_PASSAGE PROVIDED:_
"""
Marjorie Perloff has claimed that, often, a poet's career is rarely made on one book, rather it's the long and slow accrual of publications, activities, community service, and so forth that firmly establish one's reputation. A perfect example of this would be the career trajectory of Charles Bernstein. While it's hard to name Bernstein's "best" or "iconic" book, it's the decades-long tireless life in poetry which has made him one of our most important and beloved poets. His activities in support of poetry -- be it his pedagogy, his work on cross-cultural poetics, his many volumes of criticism and essays, the founding of both the Electronic Poetry Center and PennSound, his tireless advocacy for poets, in addition to his own poetry -- all add up to an admirable and solid career.
"""
Coordinate labeling data:
"""
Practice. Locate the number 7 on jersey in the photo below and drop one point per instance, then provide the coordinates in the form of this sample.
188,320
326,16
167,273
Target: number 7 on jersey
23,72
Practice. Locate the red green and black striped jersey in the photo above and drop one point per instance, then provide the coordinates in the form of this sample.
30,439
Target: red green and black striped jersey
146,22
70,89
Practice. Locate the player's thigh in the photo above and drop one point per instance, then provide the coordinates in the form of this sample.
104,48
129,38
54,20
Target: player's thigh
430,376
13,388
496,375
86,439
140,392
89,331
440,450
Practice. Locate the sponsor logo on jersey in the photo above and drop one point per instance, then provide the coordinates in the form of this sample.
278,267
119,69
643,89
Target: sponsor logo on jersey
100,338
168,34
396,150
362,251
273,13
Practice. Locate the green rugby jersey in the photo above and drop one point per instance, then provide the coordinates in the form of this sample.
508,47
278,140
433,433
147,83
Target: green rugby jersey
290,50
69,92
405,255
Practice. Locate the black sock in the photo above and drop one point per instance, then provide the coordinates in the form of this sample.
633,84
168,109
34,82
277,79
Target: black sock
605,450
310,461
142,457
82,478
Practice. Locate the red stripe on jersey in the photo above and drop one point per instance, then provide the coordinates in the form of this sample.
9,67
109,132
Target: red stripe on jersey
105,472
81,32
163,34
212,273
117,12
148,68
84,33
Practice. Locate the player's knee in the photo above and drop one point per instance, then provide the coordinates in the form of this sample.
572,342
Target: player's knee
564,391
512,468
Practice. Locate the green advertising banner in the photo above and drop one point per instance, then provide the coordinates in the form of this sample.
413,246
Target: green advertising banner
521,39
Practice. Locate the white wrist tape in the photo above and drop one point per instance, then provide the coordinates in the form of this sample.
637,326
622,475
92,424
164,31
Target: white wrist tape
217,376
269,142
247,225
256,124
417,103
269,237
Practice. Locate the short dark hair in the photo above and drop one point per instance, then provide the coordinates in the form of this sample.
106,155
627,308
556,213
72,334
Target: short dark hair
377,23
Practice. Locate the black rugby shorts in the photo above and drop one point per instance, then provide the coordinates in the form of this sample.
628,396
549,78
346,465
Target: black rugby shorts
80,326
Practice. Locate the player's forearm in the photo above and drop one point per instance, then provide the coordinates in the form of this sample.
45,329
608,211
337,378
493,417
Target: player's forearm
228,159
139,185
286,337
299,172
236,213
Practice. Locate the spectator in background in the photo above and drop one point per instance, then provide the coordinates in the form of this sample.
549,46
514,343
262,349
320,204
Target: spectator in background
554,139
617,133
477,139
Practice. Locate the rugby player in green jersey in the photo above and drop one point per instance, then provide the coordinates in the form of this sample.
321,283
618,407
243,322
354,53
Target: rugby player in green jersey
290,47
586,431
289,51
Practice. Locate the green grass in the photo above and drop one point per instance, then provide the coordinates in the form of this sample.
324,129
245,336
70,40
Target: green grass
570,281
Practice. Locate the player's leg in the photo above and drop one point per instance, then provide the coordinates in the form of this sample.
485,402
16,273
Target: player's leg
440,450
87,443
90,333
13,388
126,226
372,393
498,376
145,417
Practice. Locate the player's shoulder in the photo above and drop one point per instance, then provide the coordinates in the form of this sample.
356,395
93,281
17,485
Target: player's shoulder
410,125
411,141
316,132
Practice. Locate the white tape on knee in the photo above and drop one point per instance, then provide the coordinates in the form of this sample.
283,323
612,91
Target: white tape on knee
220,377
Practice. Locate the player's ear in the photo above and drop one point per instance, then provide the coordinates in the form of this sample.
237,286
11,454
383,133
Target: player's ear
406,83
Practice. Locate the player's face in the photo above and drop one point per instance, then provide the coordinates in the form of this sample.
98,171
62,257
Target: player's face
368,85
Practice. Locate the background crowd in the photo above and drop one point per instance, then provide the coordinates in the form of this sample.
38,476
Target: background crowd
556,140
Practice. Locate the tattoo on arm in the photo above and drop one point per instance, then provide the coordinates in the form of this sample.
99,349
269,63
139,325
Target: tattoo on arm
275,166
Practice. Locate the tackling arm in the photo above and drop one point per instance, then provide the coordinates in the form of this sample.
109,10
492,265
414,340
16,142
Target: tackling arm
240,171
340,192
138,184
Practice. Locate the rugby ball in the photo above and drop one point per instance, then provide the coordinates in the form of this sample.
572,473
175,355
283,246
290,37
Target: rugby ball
"""
Quote the passage on Charles Bernstein's career, starting at "Marjorie Perloff has" and ending at "and solid career.". This material has no connection to the passage on Charles Bernstein's career.

Marjorie Perloff has claimed that, often, a poet's career is rarely made on one book, rather it's the long and slow accrual of publications, activities, community service, and so forth that firmly establish one's reputation. A perfect example of this would be the career trajectory of Charles Bernstein. While it's hard to name Bernstein's "best" or "iconic" book, it's the decades-long tireless life in poetry which has made him one of our most important and beloved poets. His activities in support of poetry -- be it his pedagogy, his work on cross-cultural poetics, his many volumes of criticism and essays, the founding of both the Electronic Poetry Center and PennSound, his tireless advocacy for poets, in addition to his own poetry -- all add up to an admirable and solid career.